[LISTED ENTRIES Boundary: Start]

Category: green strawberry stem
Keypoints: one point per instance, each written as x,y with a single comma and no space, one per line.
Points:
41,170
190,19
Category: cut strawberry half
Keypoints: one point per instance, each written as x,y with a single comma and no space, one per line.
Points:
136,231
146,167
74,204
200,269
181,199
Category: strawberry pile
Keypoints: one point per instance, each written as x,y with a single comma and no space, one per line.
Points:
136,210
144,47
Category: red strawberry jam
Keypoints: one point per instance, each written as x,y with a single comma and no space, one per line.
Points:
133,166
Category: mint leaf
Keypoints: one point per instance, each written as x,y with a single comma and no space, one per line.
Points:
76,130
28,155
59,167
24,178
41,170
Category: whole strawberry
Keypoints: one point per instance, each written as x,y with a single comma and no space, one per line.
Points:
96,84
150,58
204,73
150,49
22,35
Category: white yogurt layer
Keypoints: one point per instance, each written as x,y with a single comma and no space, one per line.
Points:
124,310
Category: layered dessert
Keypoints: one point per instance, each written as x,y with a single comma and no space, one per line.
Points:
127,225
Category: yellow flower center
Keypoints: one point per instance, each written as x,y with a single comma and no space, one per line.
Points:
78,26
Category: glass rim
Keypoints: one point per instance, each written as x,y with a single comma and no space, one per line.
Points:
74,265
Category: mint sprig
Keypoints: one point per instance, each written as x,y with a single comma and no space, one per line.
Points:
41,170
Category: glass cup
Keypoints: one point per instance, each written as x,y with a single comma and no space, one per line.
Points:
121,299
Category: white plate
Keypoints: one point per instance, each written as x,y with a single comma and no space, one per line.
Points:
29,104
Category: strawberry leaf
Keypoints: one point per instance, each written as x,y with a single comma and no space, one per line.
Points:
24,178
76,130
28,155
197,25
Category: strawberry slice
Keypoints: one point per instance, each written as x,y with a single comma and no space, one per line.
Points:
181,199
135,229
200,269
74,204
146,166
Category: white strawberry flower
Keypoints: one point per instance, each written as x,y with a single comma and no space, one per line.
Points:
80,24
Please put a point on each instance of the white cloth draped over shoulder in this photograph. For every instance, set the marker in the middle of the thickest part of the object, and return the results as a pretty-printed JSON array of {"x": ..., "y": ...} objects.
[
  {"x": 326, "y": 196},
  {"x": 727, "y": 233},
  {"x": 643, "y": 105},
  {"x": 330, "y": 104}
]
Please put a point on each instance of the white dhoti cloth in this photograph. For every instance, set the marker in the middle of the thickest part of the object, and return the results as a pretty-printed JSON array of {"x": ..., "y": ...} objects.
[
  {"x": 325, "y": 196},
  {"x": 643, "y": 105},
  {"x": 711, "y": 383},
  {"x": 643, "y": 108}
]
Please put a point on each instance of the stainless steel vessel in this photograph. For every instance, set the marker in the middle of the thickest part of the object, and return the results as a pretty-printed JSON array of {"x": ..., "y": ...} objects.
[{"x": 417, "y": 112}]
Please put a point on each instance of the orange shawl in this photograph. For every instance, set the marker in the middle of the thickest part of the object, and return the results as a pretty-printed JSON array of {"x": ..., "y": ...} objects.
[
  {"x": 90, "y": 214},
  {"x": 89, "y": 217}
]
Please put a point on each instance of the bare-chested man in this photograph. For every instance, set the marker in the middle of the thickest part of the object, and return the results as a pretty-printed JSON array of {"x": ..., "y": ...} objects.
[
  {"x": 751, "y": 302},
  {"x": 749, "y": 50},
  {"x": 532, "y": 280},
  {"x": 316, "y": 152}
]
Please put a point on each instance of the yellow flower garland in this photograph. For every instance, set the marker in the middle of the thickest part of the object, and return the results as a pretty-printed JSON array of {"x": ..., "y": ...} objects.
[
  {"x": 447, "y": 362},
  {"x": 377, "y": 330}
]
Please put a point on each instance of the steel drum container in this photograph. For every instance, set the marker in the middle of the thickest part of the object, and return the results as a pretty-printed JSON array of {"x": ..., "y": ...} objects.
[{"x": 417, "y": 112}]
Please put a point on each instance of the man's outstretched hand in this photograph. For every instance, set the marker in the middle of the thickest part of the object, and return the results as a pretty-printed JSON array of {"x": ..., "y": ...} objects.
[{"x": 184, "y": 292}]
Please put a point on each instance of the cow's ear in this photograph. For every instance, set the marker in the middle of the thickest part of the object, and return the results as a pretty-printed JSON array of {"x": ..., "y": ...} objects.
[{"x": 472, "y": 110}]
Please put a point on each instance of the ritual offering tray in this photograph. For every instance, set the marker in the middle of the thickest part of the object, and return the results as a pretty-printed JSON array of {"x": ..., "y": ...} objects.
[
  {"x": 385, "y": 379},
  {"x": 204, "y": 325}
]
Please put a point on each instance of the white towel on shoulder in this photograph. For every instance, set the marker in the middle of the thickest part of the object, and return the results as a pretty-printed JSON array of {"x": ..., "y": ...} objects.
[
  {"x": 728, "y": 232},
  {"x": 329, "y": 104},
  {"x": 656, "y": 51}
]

[LISTED ENTRIES Boundary: End]

> _EXERCISE DESCRIPTION_:
From the records above, copy only the lines starting with the line that holds "Category: glass cup" and going on through the line that holds "Category: white strawberry flower", exactly as written.

> _ANSWER SPACE_:
Category: glass cup
Keypoints: one point per instance, each written as x,y with a single comma and no space, one per line.
Points:
121,299
Category: white plate
Keypoints: one point per instance, each written as x,y with a single comma and no space, one per line.
Points:
29,104
Category: strawberry leaf
Keypoints: one point per instance, each written as x,y with a single comma and no space, one per line.
Points:
24,178
76,130
28,155
197,25
Category: strawberry slice
Keypoints: one point per instance, each written as x,y with a single comma and no space, one per line.
Points:
181,199
135,229
200,269
74,204
146,166
Category: white strawberry flower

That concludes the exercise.